### Exercise prompt
Each of the records must appear again, exactly as it was written.

Source material START

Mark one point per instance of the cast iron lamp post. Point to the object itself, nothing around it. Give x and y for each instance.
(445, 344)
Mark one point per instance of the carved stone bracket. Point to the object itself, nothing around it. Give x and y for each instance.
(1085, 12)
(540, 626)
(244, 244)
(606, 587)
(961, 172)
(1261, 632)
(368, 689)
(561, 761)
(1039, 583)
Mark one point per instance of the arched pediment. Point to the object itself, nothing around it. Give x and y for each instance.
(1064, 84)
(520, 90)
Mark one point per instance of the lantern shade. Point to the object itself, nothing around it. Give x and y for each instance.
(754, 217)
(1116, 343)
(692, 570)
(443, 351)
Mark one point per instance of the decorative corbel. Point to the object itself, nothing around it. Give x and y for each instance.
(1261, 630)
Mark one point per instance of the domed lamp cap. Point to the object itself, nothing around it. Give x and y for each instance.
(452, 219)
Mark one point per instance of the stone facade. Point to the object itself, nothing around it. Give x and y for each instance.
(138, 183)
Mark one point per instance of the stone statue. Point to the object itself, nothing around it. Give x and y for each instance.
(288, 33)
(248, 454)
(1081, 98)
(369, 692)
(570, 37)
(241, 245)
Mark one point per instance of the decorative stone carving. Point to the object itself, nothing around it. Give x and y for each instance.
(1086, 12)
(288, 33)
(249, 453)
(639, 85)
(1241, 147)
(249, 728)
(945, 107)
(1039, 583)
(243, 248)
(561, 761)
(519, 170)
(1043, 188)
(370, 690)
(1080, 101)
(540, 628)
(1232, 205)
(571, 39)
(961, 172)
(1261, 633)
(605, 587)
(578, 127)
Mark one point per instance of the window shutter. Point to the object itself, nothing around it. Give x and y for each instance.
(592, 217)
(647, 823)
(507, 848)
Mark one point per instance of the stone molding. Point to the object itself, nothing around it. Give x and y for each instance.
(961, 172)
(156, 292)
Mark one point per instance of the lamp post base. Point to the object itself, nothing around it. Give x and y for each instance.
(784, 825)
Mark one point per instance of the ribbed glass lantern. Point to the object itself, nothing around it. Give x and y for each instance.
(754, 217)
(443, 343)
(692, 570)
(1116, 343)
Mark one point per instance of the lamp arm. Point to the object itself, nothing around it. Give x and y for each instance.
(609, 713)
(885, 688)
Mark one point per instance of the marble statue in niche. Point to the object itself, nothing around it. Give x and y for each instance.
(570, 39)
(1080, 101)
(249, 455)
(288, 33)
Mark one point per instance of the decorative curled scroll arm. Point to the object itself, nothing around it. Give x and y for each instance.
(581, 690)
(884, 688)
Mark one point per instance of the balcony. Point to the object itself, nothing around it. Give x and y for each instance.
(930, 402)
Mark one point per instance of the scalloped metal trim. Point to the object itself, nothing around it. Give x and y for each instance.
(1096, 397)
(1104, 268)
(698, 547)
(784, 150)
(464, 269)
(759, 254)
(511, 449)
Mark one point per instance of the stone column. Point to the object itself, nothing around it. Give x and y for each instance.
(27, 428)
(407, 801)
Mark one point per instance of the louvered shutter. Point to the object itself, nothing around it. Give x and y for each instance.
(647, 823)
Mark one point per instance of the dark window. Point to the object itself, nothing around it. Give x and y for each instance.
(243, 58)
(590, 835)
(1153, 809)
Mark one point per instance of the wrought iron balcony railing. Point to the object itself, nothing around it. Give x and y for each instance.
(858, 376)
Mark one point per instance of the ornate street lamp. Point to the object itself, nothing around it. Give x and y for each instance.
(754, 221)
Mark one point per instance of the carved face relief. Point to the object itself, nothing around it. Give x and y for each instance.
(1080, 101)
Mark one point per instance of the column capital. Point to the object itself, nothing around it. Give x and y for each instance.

Source material END

### Final answer
Mark one point per instance of the cast iron lamp post. Point to the object itself, nothing around it. Give x and y for each instance.
(445, 344)
Mark one point per instance of the carved stone bracket. Point to the object itself, nothing around it. Give x and y for each instance.
(1085, 12)
(540, 626)
(244, 244)
(606, 587)
(961, 172)
(1261, 632)
(368, 689)
(561, 761)
(1039, 583)
Mark one point per instance of the arched pediment. Point to the object itself, nothing around it. Give x and y for each instance.
(1064, 84)
(520, 90)
Mark one point per instance of the lantern shade. Point to the object itself, nothing around it. Give x and y for each instance.
(754, 217)
(1116, 343)
(692, 570)
(443, 351)
Mark one point per instance of the decorative corbel. Point to the object itself, nothing around it. Give x and y for each instance.
(1261, 630)
Mark one point per instance of the domed lamp cap. Point to the object itself, nothing around it. Give x and y for each instance.
(452, 219)
Mark one point per instance of the stone facade. Point to the object itself, nothing around it. Give x and y for each instance.
(138, 183)
Mark one point per instance of the stone statue. Point to the object itself, nothing around it. Give x and y for each instance.
(288, 33)
(248, 454)
(1081, 98)
(369, 692)
(570, 37)
(241, 245)
Mark one point per instance of the decorative stone carving. Point to the object itself, nothing around it. Give x and y for each instance.
(1086, 12)
(288, 33)
(249, 453)
(639, 85)
(1241, 147)
(249, 728)
(945, 107)
(1039, 583)
(243, 248)
(561, 761)
(519, 170)
(1043, 188)
(370, 690)
(1080, 101)
(540, 628)
(1232, 205)
(571, 39)
(961, 172)
(1261, 633)
(605, 587)
(578, 127)
Mark one point per instance of the window shutter. Point to the object itself, nothing around it. Give x and y for each instance.
(592, 217)
(647, 823)
(507, 848)
Mark one point per instance of the stone molding. Point to the object itself, nothing around it. Give x and y for each instance.
(961, 172)
(156, 292)
Mark one point per instance of the lamp post base. Point to the object itself, nothing around it. Give x and y for each instance.
(784, 825)
Mark one point per instance of the ribbed glass lantern. Point to the object itself, nothing around it. Give x and y for each instance.
(754, 217)
(443, 343)
(692, 570)
(1116, 343)
Mark one point per instance of the lamp arm. Point to the object itself, nothing around it. Give x and y for each instance.
(609, 713)
(885, 688)
Mark one point per instance of the marble statue in niche. Point to the object itself, nothing around it. Give x and y for each instance.
(570, 39)
(1080, 101)
(249, 455)
(288, 33)
Mark one point per instance of the decorative curled scroll arm. Point to the object itself, nothing around it. Give x and y for each instance.
(581, 690)
(884, 688)
Mark one point per instance of the balcony. Point to the object itself, nothing around it. Give x and y for each instance.
(930, 402)
Mark one point per instance of the scalloped metal trim. Point to the object itself, nothing around it. Give x and y for each instance.
(1096, 397)
(1104, 268)
(698, 547)
(784, 150)
(464, 269)
(759, 254)
(511, 449)
Mark one point per instance of the stone column. Point to the object itself, nothing around it. Give x and y for each instance.
(27, 428)
(407, 801)
Mark one point per instance of the louvered shutter. Point to the object itself, nothing around it. Give x and y for each instance.
(647, 823)
Mark one point per instance of the dark window. Point to the object itself, nothing around it. Give x and y for each instance.
(243, 58)
(590, 835)
(1153, 809)
Mark one point per instance of the wrought iron balcony railing. Point to the object itself, nothing around it. Give x and y for each instance.
(858, 376)
Mark one point per instance of the ornate street lamp. Point to the object itself, nothing around it. Give x and y for each instance.
(754, 221)
Mark one point per instance of the carved face relief. Point to the object itself, nothing around it. Give x and y for each instance.
(1080, 101)
Mark one point per instance of the column capital. Point to the object itself, nothing around it. Give x and y for each instance.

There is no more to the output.